§ **Tarefas**
#1 Copie sem alterações o trecho do texto sobre o filme de Pablo Trapero que começa nas palavras "Pablo Trapero é" e termina logo após "premiado da cerimônia.".
#2 Continue o texto sobre o filme "Do Outro Lado da Lei", escrevendo a partir da última frase apresentada.

§ **Texto de leitura**
□ □ □ □

‘Do Outro Lado da Lei’| Indie dramatúrgico de Pablo Trapero chega ao catálogo de streaming do Belas Artes à La Carte
Aì sim!
Pablo Trapero é considerado um dos maiores gênios da história cinematográfica latino-americana e não precisou despender de muito tempo para exibir seu brilhantismo. Em 1999, aos seus 28 anos, o argentino se aventurou ousadamente, dirigindo seu primeiro longa, o drama indie Mundo Grúa. O filme foi o responsável por mostrar sua competência e singularidade já de início, sensibilizando até mesmo a crítica do Festival de Cinema de Veneza e saindo premiado da cerimônia.
A primeira aposta de Trapero no big screen fez muito sucesso, mas nenhum artista apaixonado por criar se contenta com uma obra prima eremítica. Pablo estava pronto para desbravar ainda mais este mundo novo em que adentrara, é aí que surge seu segundo filme independente (em 2002) e óbvio que seria mais um drama pra lá de lírico, o filme “El Bonaerense” (título dado como referência à polícia argentina) ou, como intitulado aqui no Brasil, “Do Outro Lado da Lei”.
Em Do Outro Lado da Lei acompanhamos a morosa trajetória do chaveiro interiorano, simplório e largado, Zapa (interpretado prodigiosamente pelo ator argentino Jorge Román, de Killing the Dead e La León). Na trama, vemos o protagonista tentando se reerguer após se envolver em um golpe a mando de seu chefe, o qual encomenda uma abertura de cofre e pede para que Zapa realize o serviço. Zapa, por sua vez, obedece a ordem de seu superior sem saber que tal “serviço” é, na realidade, uma parceria criminosa entre seu chefe e uma dupla de mafiosos. Em meio a esta situação nada favorável, o personagem é convencido pelo seu tio Ismael a fugir de sua cidade natal para Buenos Aires, onde ele recebe a oportunidade de se tornar policial no subúrbio da capital argentina. De envolvido em um crime a policial — já por este primeiro fator podemos sentir a ponta de todo o iceberg da reviravolta que as penosas vivências de Zapa nos trazem e a desordem do sistema policial argentino em que ele acabara de entrar.

□ □ □ □

§ **Linhas de dados**
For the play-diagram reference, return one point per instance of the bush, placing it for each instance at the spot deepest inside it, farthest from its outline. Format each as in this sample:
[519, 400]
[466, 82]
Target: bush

□ □ □ □

§ **Respostas**
#1
Pablo Trapero é considerado um dos maiores gênios da história cinematográfica latino-americana e não precisou despender de muito tempo para exibir seu brilhantismo. Em 1999, aos seus 28 anos, o argentino se aventurou ousadamente, dirigindo seu primeiro longa, o drama indie Mundo Grúa. O filme foi o responsável por mostrar sua competência e singularidade já de início, sensibilizando até mesmo a crítica do Festival de Cinema de Veneza e saindo premiado da cerimônia.

#2
Trapero constrói no longa um ambiente regado por cinismo e ignobilidades, onde a estultice e uma certa inocência do personagem principal, evidente em sua face um tanto aérea, reina em cada cena. Zapa é aquele típico policial desastrado, o zoado pelos outros agentes, o rejeitado ou menosprezado em certas missões. No início do enredo, com o seu corpo mole e sua timidez, o personagem nos convence de que não leva e de que nunca levará jeito para a coisa, mas há algo nele que, com o tempo, o torna um destaque perante os demais agentes da instituição: Zapa é submisso e perceptivo, ele cumpri as ordens recebidas com exatidão (ele obedece mesmo quando não quer e sem concordar) e se torna um dos “queridinhos” do comissário Gallo (interpretado por Darío Levy), por ser facilmente manipulado. Desse modo, Zapa passa por algumas promoções que, de certa forma, muito o beneficiam, mas que também — em contrapartida — o cravam em um universo banhado à propina e corrupção.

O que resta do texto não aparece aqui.